Stored items:

Start of Block

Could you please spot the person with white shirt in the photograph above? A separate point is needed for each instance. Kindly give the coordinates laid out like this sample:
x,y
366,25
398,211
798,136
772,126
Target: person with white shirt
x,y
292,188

End of Block

■ TASK DESCRIPTION:
All of the records above should be given again exactly as written.

■ EXERCISE RESULT:
Could you please spot the person with white shirt in the photograph above? A separate point is needed for each instance. Kindly give the coordinates laid out like this sample:
x,y
366,25
398,211
798,136
772,126
Target: person with white shirt
x,y
292,188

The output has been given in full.